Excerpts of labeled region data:
+===+

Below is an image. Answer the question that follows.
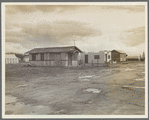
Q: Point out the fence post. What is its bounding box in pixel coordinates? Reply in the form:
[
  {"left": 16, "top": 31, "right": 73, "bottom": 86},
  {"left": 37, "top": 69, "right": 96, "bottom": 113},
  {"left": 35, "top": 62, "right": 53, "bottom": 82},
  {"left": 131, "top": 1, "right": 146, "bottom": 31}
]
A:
[{"left": 97, "top": 59, "right": 98, "bottom": 67}]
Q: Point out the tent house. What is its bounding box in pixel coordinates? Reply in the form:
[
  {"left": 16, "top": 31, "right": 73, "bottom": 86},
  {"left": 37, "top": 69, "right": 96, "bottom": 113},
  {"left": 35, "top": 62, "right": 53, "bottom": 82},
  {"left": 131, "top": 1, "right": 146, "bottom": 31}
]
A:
[
  {"left": 26, "top": 46, "right": 82, "bottom": 66},
  {"left": 111, "top": 50, "right": 127, "bottom": 62},
  {"left": 5, "top": 54, "right": 19, "bottom": 64}
]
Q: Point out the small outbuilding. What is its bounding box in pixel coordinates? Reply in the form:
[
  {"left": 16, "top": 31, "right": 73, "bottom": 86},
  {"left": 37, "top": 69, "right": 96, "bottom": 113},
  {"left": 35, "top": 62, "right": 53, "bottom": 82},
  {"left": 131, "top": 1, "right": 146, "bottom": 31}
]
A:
[
  {"left": 25, "top": 46, "right": 82, "bottom": 66},
  {"left": 22, "top": 54, "right": 29, "bottom": 62},
  {"left": 80, "top": 51, "right": 111, "bottom": 66},
  {"left": 126, "top": 56, "right": 140, "bottom": 61},
  {"left": 111, "top": 50, "right": 127, "bottom": 62},
  {"left": 5, "top": 53, "right": 19, "bottom": 64}
]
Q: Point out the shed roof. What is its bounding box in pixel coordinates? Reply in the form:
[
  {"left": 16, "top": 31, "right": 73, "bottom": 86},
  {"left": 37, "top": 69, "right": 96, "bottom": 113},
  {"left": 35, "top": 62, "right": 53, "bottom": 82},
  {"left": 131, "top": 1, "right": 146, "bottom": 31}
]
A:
[
  {"left": 5, "top": 54, "right": 17, "bottom": 58},
  {"left": 111, "top": 50, "right": 125, "bottom": 53},
  {"left": 26, "top": 46, "right": 82, "bottom": 54},
  {"left": 126, "top": 56, "right": 139, "bottom": 59}
]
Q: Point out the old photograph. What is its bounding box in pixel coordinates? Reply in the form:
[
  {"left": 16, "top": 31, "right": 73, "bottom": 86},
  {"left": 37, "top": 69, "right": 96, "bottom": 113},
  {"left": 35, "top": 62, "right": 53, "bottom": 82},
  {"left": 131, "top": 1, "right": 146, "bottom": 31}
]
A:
[{"left": 2, "top": 2, "right": 148, "bottom": 118}]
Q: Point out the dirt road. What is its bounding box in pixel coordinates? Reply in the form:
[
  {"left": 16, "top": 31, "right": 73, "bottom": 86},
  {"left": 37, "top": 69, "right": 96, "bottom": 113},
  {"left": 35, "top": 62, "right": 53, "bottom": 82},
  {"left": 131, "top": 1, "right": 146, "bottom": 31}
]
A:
[{"left": 5, "top": 62, "right": 145, "bottom": 115}]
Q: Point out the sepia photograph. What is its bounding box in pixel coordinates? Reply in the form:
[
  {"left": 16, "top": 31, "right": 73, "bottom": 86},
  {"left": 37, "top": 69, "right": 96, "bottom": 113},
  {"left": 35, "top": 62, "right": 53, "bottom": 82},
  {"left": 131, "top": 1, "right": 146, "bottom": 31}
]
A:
[{"left": 1, "top": 2, "right": 148, "bottom": 118}]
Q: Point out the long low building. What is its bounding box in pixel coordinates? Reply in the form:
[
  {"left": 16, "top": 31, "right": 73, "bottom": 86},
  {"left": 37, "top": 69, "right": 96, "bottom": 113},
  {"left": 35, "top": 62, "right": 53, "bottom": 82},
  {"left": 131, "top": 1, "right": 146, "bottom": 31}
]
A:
[
  {"left": 126, "top": 56, "right": 140, "bottom": 61},
  {"left": 26, "top": 46, "right": 82, "bottom": 66}
]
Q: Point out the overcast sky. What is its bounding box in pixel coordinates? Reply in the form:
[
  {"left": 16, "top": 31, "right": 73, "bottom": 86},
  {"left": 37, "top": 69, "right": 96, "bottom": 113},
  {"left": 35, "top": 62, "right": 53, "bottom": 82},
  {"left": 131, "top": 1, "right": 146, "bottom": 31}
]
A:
[{"left": 5, "top": 5, "right": 146, "bottom": 55}]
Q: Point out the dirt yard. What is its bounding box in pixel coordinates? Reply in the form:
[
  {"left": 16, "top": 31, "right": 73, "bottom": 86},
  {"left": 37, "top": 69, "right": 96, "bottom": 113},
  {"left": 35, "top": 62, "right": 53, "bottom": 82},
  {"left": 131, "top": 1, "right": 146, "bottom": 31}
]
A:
[{"left": 5, "top": 62, "right": 145, "bottom": 115}]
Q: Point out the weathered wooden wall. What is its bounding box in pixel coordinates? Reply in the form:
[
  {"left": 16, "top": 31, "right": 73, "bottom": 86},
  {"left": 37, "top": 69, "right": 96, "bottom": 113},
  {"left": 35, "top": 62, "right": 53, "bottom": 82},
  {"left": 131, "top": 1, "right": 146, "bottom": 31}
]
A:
[
  {"left": 29, "top": 53, "right": 75, "bottom": 66},
  {"left": 120, "top": 53, "right": 126, "bottom": 61},
  {"left": 111, "top": 51, "right": 120, "bottom": 62},
  {"left": 5, "top": 58, "right": 19, "bottom": 64}
]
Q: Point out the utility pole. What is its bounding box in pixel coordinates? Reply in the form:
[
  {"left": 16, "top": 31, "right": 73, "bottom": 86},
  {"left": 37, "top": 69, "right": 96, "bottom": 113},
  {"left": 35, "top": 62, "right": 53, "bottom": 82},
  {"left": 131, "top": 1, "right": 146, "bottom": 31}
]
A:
[{"left": 74, "top": 40, "right": 75, "bottom": 46}]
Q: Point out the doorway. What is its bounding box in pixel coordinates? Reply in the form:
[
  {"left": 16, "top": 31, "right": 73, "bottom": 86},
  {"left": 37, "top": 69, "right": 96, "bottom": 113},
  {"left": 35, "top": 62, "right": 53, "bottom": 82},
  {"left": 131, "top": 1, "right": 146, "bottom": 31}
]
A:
[
  {"left": 85, "top": 55, "right": 88, "bottom": 63},
  {"left": 68, "top": 53, "right": 72, "bottom": 66}
]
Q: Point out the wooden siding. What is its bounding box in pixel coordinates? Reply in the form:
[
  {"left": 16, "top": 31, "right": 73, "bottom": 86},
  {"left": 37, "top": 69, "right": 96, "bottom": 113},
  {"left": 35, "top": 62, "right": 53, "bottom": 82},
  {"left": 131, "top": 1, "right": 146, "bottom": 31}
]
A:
[
  {"left": 29, "top": 54, "right": 32, "bottom": 61},
  {"left": 29, "top": 53, "right": 78, "bottom": 66},
  {"left": 5, "top": 58, "right": 19, "bottom": 64},
  {"left": 111, "top": 51, "right": 120, "bottom": 62}
]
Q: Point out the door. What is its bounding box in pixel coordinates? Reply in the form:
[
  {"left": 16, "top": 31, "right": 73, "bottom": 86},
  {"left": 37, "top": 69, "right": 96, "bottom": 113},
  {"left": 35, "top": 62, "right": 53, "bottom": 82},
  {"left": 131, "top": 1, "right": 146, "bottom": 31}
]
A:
[
  {"left": 55, "top": 54, "right": 61, "bottom": 66},
  {"left": 105, "top": 54, "right": 107, "bottom": 62},
  {"left": 85, "top": 55, "right": 88, "bottom": 63},
  {"left": 68, "top": 54, "right": 72, "bottom": 66}
]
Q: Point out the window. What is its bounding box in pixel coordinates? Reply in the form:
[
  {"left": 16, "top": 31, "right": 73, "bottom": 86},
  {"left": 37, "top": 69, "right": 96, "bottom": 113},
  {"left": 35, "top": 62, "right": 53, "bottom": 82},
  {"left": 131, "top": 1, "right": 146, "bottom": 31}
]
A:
[
  {"left": 41, "top": 53, "right": 44, "bottom": 60},
  {"left": 94, "top": 55, "right": 100, "bottom": 59},
  {"left": 32, "top": 54, "right": 36, "bottom": 61},
  {"left": 72, "top": 53, "right": 78, "bottom": 60}
]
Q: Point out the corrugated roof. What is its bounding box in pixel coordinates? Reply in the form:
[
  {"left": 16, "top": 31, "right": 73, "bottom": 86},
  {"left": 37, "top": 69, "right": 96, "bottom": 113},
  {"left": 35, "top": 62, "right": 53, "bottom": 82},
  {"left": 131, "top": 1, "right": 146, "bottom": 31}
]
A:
[
  {"left": 5, "top": 54, "right": 17, "bottom": 58},
  {"left": 26, "top": 46, "right": 82, "bottom": 54},
  {"left": 112, "top": 50, "right": 125, "bottom": 53},
  {"left": 126, "top": 56, "right": 139, "bottom": 59}
]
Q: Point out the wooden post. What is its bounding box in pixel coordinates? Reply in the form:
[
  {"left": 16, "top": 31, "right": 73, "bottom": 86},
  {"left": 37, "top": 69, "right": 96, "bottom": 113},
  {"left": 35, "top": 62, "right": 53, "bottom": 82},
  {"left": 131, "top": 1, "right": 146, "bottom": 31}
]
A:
[{"left": 97, "top": 59, "right": 98, "bottom": 67}]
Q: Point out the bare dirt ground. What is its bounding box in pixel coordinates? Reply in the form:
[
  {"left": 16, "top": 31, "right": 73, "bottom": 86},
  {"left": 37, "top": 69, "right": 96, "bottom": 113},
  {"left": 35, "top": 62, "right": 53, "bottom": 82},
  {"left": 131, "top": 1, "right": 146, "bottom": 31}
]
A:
[{"left": 5, "top": 62, "right": 145, "bottom": 115}]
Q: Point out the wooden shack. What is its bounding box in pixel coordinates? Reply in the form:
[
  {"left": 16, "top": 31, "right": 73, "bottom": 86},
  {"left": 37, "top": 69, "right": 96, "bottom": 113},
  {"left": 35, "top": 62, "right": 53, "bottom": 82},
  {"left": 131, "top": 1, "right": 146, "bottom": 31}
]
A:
[
  {"left": 26, "top": 46, "right": 82, "bottom": 66},
  {"left": 5, "top": 53, "right": 19, "bottom": 64},
  {"left": 111, "top": 50, "right": 127, "bottom": 62},
  {"left": 126, "top": 56, "right": 140, "bottom": 61}
]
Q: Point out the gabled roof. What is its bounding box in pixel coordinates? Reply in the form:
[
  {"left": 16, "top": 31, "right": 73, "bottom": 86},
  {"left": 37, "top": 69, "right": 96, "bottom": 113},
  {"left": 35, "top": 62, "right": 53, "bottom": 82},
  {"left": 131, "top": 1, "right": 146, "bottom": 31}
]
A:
[
  {"left": 111, "top": 50, "right": 125, "bottom": 53},
  {"left": 25, "top": 46, "right": 82, "bottom": 54}
]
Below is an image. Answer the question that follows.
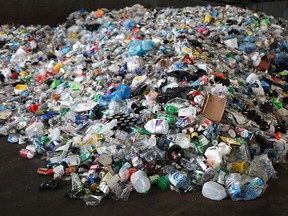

+===+

> [The request]:
Extract every line of the listing, unchanged, from the line that contains "Q: Point out the bare" through the end of the listing, with both ends included. Leave the pictures out of your answer.

> [The reply]:
Q: Point out the bare dirt ground. What is its bounding box in pixel coordinates? Reply in the form:
[
  {"left": 16, "top": 31, "right": 73, "bottom": 86},
  {"left": 37, "top": 69, "right": 96, "bottom": 113},
  {"left": 35, "top": 62, "right": 53, "bottom": 82},
  {"left": 131, "top": 1, "right": 146, "bottom": 31}
]
A:
[{"left": 5, "top": 62, "right": 145, "bottom": 115}]
Q: Point out the wooden shack. What is its bounding box in pixel coordinates? Reply in the form:
[
  {"left": 16, "top": 31, "right": 73, "bottom": 86},
  {"left": 37, "top": 69, "right": 96, "bottom": 113},
  {"left": 35, "top": 62, "right": 53, "bottom": 82},
  {"left": 131, "top": 1, "right": 146, "bottom": 31}
]
A:
[
  {"left": 26, "top": 46, "right": 82, "bottom": 66},
  {"left": 5, "top": 53, "right": 19, "bottom": 64},
  {"left": 111, "top": 50, "right": 127, "bottom": 62},
  {"left": 126, "top": 56, "right": 140, "bottom": 61}
]
Q: Point out the gabled roof. What is its bounding box in pixel coordinates? Reply in the form:
[
  {"left": 16, "top": 31, "right": 73, "bottom": 86},
  {"left": 37, "top": 69, "right": 96, "bottom": 113},
  {"left": 35, "top": 62, "right": 53, "bottom": 82},
  {"left": 131, "top": 1, "right": 146, "bottom": 31}
]
A:
[
  {"left": 111, "top": 50, "right": 125, "bottom": 53},
  {"left": 25, "top": 46, "right": 82, "bottom": 54}
]
Below is an image. Answer the question that follows.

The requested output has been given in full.